---- VORLIEGENDER AUSZUG

Ein Leben wie ein Geschichtsbuch

Gondorf/Neuerburg · Zweiter Weltkrieg, der Anfang des Eifelparks oder das Windelgeld: Wer wie Anna Busch aus Gondorf 90 Jahre lang in einem Dorf gewohnt hat, weiß einiges zu berichten. Der TV hat sie besucht und mit ihr in Erinnerungen geschwelgt.

 Von Geburt an lebt die 90-jährige Anna Busch in Gondorf. Wegen der vielen Pflanzen in ihrem Garten wird sie auch die Blumenfrau genannt. TV-Foto: Laura Lehnen

Von Geburt an lebt die 90-jährige Anna Busch in Gondorf. Wegen der vielen Pflanzen in ihrem Garten wird sie auch die Blumenfrau genannt. TV-Foto: Laura Lehnen

Gondorf/Neuerburg. Ein idyllisches Einfamilienhaus in Gondorf: Vor der Tür steht eine Sitzbank, und rundherum schmücken bunte Blumen das Anwesen. Alles sieht liebevoll gepflegt aus. Ein idyllisches Einfamilienhaus. In dem Haus wohnt aber keineswegs eine Familie mit Vater, Mutter und spielenden Kindern. Nein - hier wohnt eine 90-jährige Frau. Anna Busch. Im Dorf auch besser bekannt als Buschen Anna.Dorf geschichte(n)

--------

§ AUFGABE 1
Warum wird Anna Busch laut dem Artikel über sie auch die Blumenfrau genannt?
§ AUFGABE 2
Setzen Sie den Artikel über Anna Busch an der Stelle fort, an der er aufhört.
Die Datensätze werden hierfür nicht benötigt.

---- ANGEZEIGTE DATENSÄTZE

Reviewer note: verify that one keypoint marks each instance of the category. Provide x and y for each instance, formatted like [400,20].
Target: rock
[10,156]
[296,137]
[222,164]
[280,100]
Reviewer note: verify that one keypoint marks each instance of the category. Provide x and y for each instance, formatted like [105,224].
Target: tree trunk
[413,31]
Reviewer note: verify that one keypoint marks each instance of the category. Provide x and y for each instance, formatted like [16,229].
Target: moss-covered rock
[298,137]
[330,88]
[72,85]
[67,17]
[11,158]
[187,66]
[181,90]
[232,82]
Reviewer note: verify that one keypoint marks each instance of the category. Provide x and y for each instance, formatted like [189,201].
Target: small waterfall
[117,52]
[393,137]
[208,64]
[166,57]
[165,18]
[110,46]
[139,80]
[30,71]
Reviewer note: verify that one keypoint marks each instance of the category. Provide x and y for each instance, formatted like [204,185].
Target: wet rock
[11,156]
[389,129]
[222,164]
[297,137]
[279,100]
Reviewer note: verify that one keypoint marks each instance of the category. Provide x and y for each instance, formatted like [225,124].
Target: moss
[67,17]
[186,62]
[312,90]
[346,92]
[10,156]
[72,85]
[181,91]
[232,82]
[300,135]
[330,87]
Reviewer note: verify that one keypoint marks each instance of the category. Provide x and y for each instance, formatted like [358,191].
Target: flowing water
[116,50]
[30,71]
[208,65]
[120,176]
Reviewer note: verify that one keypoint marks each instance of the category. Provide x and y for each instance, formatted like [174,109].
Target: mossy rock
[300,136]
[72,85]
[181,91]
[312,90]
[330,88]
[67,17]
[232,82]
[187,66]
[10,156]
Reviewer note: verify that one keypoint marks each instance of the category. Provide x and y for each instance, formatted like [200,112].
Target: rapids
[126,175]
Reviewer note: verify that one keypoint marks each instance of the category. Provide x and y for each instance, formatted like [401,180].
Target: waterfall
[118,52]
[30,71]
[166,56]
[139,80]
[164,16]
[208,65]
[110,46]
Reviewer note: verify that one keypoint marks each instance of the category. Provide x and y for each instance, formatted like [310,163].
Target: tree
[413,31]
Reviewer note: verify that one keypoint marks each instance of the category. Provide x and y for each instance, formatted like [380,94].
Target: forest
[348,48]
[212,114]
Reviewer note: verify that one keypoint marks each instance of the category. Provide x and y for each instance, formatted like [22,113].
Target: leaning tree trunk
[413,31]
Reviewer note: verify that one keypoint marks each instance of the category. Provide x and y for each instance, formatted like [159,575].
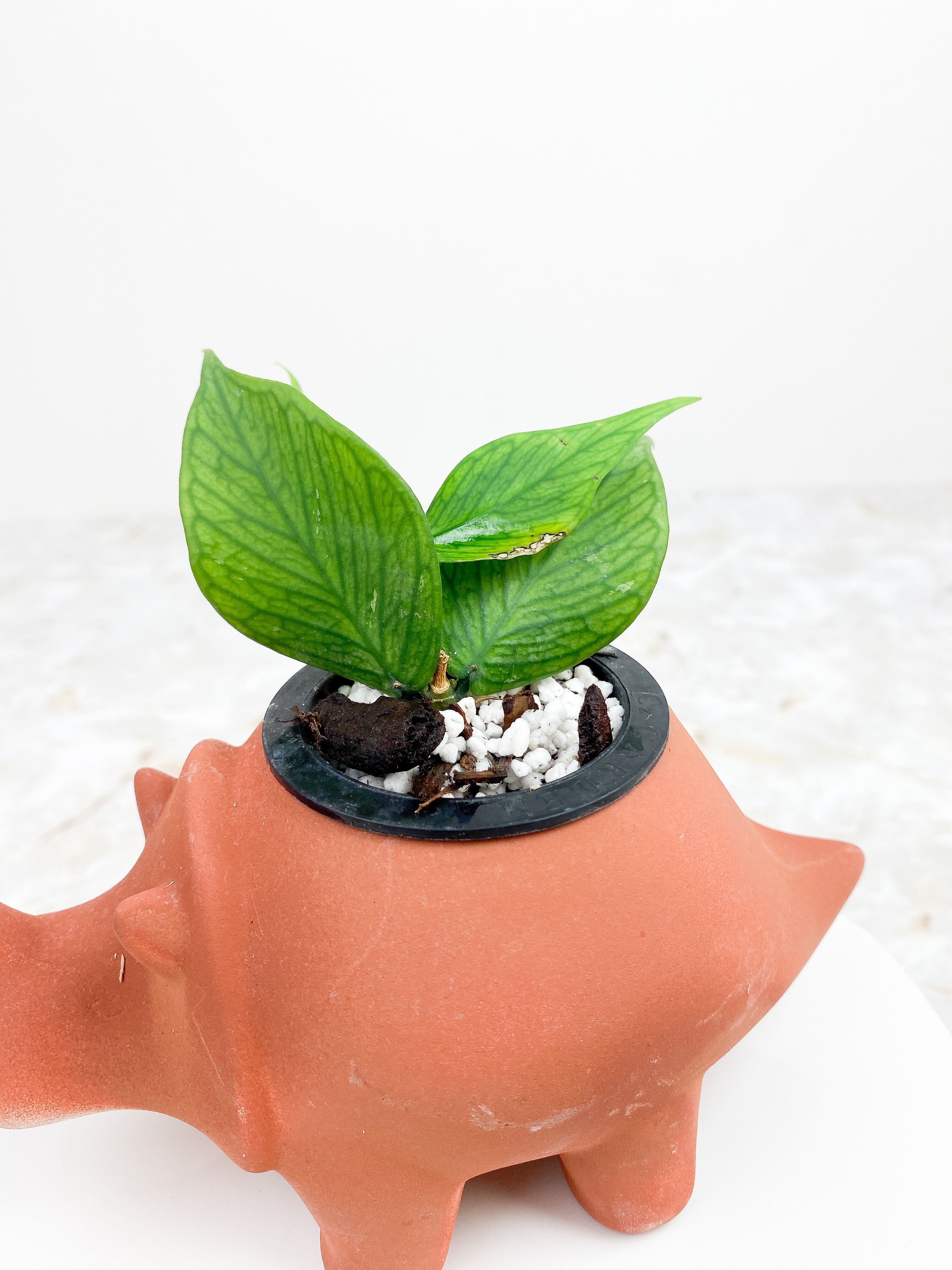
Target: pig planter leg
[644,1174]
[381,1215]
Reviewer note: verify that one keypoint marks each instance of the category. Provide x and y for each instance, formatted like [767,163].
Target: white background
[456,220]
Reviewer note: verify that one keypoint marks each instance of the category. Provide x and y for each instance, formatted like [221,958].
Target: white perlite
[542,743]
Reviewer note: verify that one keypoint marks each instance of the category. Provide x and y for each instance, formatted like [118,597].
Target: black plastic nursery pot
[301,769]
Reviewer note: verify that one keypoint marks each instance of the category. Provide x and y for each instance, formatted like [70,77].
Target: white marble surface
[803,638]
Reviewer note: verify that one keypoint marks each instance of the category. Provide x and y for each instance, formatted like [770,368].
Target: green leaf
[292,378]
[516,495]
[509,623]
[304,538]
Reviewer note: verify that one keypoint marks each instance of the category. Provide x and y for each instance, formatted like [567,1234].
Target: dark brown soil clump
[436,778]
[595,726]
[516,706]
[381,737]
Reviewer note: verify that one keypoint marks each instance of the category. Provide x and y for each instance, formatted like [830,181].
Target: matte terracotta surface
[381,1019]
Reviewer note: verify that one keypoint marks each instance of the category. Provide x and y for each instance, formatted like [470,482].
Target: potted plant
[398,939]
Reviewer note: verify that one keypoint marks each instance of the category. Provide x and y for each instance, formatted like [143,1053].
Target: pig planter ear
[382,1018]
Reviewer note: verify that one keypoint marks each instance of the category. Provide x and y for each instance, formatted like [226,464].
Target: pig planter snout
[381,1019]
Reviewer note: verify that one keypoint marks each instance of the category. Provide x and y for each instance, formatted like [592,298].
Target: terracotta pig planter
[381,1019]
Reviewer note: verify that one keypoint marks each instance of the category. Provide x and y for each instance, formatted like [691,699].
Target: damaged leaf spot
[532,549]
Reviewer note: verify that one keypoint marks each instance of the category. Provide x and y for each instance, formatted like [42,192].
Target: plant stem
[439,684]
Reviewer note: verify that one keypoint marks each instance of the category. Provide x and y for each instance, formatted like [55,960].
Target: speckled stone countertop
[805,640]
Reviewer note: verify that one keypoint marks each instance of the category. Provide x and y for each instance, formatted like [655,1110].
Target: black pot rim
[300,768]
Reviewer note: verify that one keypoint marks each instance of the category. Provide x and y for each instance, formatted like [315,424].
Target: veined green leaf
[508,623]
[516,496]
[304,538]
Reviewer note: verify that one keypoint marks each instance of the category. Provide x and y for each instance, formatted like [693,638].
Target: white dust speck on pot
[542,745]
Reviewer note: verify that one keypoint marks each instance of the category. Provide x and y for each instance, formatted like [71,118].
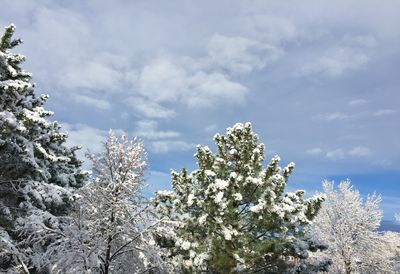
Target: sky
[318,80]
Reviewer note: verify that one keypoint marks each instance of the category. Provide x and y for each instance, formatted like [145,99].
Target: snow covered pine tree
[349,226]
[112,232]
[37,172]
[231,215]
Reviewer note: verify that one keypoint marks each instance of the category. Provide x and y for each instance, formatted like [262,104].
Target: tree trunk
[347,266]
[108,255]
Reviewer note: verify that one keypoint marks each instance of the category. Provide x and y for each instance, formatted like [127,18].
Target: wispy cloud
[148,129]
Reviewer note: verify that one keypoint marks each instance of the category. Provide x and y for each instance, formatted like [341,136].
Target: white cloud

--------

§ ANTWORT 1
Wegen der vielen Pflanzen in ihrem Garten.

§ ANTWORT 2
"Ich hatte eine schöne Kindheit", erzählt sie. An die vielen Murmel- und Versteckspiele denkt sie mit einem Lächeln zurück. Nach dem Kindesalter machte sie eine Ausbildung zur Landwirtschaftsgehilfin.
Dass Frauen eine Ausbildung machen, war zu der Zeit noch nicht selbstverständlich. Ihren Verdienst, 25 Mark im Monat, durfte sie jedoch nicht behalten. Das Geld ging an ihren Vater - Windelgeld, wie er es nannte. Gleich nach ihrer Ausbildung, da war sie 18 Jahre alt, brach der Zweite Weltkrieg aus: Ihre drei Brüder wurden eingezogen, so dass sie und ihre vier Schwestern zu Hause auf dem Elternhof helfen mussten. "Wie ein Mannskerl habe ich geschafft", sagt sie. Doch das hervorzuheben ist ihr unangenehm: "Andere haben auch viel gemacht." Den amerikanischen Angriff auf Gondorf im Frühjahr 1945 überlebte sie - wenn auch knapp. Kurz darauf war der Krieg vorbei. Ein alter Freund kehrte aus dem Krieg zurück: Nikla Busch. Die beiden verliebten sich und heirateten 1951. Mit ihm hat sie zwei Kinder.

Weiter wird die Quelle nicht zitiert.